**SOURCE TEXT**
....

The graveyard roses

Your tone’s a knife — carving ink-blot syllables,
rust-and-oil-despicable, you’re hurling gazes
laced with deep contempt, with thistle words
and soot I’m suffocated, I am a stranded fish.

We pick in wiltedness the thorns of grave-
yard roses sick with Blake’s disease, a worm
of midnight fingertips, pressed darkly against
our temples, we are burning bridges tenderly.

Thunderhead emotions, seaside seaweed-rot
as silence finger-paints the hidden sky
where starving constellations cannot show the way
we feed the kilns; a pyre for what’s past.

Jackson Pollock, No 8 Black Flowing

Jackson Pollock, No 8 Black Flowing

Linked to Magpie Tales

19 responses to “The graveyard roses

  1. I like how your poem gave us a glimpse inside the emotional turmoil that we think was the artist.

    Very chilling and good at the same time.

....

**EXERCISE 1**
List every hyphenated word in the three stanzas of the graveyard roses poem that appears whole on a single line.
**EXERCISE 2**
According to the graveyard roses poem page, how many responses has the poem received?
**EXERCISE 3**
Continue the graveyard roses poem page from where it stops.
The lines that come next are separate material and have nothing to do with the poem.

....

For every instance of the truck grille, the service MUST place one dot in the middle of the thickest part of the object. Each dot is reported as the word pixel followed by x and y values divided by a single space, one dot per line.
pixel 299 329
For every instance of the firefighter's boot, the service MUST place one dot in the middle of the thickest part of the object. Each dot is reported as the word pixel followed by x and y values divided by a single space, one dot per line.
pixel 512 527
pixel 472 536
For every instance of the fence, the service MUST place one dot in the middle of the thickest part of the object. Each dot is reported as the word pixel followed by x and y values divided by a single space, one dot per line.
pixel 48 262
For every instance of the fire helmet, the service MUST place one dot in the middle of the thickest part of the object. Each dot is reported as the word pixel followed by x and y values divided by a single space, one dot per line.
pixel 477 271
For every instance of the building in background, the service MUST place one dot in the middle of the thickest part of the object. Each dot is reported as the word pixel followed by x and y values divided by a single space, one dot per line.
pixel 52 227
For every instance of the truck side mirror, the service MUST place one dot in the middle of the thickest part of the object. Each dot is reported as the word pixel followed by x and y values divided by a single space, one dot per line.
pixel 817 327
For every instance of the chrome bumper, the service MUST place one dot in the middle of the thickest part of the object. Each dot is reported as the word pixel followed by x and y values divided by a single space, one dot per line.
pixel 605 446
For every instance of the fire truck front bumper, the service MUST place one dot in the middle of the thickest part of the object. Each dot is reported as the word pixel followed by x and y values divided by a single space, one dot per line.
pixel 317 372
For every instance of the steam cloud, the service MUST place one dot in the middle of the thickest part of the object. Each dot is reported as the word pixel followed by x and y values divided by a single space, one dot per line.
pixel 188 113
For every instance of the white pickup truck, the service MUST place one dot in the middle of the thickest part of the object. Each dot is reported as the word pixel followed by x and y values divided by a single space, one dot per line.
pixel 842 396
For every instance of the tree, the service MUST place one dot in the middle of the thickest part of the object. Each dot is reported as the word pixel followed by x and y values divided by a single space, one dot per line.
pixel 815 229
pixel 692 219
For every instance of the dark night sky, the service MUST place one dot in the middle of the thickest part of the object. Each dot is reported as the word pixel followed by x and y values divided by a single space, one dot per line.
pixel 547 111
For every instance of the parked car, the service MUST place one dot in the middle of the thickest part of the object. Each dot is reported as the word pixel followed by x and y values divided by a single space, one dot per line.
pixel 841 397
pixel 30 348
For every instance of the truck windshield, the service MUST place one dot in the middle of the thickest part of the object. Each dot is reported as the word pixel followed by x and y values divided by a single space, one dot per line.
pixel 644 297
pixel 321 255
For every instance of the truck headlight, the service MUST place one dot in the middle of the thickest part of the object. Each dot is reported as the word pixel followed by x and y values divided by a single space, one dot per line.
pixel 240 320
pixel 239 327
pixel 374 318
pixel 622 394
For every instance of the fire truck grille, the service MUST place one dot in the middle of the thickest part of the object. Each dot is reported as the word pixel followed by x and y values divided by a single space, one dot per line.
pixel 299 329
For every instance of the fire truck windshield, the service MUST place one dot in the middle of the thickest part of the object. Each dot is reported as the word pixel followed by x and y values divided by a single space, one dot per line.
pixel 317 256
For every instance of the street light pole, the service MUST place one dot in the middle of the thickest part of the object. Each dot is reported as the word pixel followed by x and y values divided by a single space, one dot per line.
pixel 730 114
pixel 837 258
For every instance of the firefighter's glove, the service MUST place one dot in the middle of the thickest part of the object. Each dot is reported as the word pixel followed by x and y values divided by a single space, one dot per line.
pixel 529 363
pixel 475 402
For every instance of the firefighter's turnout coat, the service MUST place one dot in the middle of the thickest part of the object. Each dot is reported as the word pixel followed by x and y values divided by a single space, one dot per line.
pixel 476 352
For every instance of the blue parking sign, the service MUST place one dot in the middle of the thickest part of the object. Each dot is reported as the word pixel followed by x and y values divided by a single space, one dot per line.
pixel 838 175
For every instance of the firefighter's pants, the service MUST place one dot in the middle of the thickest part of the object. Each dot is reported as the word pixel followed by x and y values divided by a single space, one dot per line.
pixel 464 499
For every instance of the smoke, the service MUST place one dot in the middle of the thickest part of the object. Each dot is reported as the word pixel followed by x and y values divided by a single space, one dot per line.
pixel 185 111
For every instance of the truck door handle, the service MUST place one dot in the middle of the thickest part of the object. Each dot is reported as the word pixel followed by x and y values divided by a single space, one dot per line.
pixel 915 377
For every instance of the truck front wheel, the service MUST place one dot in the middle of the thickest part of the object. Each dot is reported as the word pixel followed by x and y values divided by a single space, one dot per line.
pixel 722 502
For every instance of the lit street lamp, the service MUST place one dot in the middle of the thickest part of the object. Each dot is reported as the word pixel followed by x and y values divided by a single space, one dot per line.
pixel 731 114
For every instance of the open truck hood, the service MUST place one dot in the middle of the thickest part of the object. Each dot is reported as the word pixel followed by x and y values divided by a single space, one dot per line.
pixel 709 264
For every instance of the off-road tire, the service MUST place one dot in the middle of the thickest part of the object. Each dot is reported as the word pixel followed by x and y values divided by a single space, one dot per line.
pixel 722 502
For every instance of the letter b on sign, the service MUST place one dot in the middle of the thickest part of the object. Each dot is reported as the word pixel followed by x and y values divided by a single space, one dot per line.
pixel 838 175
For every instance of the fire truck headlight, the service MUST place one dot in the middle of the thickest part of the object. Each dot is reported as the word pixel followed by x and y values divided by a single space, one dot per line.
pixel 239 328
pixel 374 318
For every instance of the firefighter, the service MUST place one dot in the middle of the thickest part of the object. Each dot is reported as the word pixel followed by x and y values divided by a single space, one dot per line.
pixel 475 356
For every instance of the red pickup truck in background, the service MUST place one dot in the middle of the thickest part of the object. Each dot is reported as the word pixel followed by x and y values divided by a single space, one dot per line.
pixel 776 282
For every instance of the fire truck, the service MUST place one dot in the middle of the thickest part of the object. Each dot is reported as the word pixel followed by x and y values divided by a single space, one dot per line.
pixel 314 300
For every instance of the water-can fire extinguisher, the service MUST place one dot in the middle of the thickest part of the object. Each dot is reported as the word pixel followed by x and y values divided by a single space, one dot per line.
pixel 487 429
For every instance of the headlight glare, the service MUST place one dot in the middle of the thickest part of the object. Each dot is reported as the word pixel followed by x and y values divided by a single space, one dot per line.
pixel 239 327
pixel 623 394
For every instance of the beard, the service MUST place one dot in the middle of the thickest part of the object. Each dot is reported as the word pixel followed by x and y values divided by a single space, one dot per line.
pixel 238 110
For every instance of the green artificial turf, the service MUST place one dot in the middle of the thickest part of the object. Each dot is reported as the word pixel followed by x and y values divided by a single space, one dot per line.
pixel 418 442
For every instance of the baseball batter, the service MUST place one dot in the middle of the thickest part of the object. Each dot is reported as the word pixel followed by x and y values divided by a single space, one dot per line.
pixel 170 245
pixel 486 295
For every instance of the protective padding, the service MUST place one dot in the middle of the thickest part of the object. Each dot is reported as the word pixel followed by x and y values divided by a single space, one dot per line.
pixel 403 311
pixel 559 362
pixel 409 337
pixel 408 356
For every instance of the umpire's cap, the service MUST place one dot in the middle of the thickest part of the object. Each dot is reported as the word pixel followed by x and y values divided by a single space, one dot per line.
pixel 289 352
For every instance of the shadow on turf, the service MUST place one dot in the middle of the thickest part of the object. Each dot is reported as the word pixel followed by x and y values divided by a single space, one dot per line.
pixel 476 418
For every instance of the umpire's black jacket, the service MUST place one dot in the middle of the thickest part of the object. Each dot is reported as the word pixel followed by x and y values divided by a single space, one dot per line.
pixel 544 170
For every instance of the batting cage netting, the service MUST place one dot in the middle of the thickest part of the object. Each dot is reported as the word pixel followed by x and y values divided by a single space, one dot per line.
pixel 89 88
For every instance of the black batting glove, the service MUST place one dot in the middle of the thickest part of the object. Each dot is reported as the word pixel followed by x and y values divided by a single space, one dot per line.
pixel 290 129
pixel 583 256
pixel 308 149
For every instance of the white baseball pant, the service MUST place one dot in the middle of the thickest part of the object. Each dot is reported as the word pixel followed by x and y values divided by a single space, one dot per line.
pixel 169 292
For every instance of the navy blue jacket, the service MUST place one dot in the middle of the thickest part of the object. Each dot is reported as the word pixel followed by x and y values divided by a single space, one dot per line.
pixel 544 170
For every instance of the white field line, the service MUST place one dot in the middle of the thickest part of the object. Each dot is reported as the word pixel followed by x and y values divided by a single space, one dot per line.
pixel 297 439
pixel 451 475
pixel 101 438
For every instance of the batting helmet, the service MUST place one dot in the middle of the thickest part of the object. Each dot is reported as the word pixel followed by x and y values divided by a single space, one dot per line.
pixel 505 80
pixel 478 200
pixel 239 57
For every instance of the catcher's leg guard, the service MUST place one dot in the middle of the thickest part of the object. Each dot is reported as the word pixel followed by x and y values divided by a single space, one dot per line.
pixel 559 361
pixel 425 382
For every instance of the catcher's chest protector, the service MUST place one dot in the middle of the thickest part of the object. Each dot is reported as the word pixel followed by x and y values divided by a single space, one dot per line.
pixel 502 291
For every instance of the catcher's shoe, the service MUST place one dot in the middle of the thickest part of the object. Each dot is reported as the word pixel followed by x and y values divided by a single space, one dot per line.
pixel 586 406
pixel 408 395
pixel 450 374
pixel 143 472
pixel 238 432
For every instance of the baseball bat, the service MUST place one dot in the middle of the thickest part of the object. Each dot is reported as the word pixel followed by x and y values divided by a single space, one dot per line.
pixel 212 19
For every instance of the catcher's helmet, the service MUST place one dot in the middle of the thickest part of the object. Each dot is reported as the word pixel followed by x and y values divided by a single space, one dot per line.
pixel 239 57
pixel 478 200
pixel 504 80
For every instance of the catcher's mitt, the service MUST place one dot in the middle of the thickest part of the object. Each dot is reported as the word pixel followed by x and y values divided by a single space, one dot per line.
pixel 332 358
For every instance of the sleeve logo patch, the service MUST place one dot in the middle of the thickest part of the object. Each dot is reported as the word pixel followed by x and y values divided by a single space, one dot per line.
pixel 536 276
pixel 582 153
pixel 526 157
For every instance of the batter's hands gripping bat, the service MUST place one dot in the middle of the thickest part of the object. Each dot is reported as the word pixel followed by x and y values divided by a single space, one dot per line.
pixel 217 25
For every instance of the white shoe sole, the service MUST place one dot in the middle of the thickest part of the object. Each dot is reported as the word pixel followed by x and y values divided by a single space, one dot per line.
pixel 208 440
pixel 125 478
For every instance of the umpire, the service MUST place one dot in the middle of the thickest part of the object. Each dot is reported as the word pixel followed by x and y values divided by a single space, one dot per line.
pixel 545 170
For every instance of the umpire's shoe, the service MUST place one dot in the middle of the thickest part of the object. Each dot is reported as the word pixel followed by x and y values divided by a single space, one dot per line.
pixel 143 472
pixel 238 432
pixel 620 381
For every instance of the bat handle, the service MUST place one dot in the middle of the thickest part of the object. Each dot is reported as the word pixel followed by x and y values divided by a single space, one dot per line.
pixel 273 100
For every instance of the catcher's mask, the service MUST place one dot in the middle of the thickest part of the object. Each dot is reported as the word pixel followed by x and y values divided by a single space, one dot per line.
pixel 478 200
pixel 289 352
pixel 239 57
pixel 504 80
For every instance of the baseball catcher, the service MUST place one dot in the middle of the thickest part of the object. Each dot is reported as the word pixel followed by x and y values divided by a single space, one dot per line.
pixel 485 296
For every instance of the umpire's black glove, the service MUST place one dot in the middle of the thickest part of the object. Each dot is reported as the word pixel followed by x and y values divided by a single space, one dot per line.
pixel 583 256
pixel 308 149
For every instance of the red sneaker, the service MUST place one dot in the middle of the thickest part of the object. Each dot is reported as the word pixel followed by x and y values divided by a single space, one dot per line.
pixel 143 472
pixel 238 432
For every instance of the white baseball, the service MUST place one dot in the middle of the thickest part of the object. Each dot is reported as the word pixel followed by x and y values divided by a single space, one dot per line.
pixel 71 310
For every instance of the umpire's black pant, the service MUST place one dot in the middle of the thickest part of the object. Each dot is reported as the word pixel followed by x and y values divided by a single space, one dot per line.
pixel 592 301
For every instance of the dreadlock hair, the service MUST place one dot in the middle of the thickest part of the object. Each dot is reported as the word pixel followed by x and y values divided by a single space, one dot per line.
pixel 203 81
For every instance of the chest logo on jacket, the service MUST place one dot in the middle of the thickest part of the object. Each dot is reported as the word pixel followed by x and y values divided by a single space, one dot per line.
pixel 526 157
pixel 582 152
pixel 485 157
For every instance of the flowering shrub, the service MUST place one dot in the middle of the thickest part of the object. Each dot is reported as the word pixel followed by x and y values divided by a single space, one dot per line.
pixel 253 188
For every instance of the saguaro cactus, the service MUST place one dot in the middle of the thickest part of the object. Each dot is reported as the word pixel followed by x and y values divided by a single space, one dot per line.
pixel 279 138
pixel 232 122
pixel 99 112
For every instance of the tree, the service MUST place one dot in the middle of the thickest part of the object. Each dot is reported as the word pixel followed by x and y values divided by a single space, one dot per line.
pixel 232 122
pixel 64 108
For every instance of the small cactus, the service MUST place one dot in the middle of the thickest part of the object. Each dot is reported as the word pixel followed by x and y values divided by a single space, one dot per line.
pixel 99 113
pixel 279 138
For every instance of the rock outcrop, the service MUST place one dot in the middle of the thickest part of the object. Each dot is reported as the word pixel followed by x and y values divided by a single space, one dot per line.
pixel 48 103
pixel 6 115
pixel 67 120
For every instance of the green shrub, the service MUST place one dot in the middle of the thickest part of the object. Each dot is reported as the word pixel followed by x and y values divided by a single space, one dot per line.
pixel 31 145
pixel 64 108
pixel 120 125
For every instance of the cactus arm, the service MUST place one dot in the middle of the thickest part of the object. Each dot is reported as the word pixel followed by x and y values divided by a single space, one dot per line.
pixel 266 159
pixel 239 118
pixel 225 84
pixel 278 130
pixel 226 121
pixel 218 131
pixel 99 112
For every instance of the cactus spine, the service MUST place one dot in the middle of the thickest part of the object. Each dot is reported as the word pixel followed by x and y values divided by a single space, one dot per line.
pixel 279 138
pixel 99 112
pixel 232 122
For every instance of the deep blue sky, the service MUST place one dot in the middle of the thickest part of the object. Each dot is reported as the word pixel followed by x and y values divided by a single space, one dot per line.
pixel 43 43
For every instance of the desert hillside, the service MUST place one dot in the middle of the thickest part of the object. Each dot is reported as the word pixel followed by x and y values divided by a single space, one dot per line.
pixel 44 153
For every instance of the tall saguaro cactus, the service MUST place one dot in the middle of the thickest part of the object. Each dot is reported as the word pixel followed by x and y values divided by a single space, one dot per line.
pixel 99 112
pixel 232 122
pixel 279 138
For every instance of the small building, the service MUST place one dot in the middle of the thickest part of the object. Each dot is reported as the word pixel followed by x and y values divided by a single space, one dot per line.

....

**EXERCISE ANSWER 1**
ink-blot, rust-and-oil-despicable, finger-paints, seaweed-rot

**EXERCISE ANSWER 2**
19

**EXERCISE ANSWER 3**
  2. Holy moly, this feels so delicious on my tongue, the literary devices are killing (in a good way). Your intepretation of the image is raw, suitable and for some reason it remains me of C. Dickens.

  3. That first line is wonderful. It says so much… about the work, the style, and the essence of what it might inspire in other people. A knife can be for killing… or for reshaping… or for cutting out decay.


  4. I would say amazing write, and add it is one of the best I read from you so far. I can’t pinpoint exactly what makes me feel so, but there is just some reality in the weaved atmosphere, like a tremor.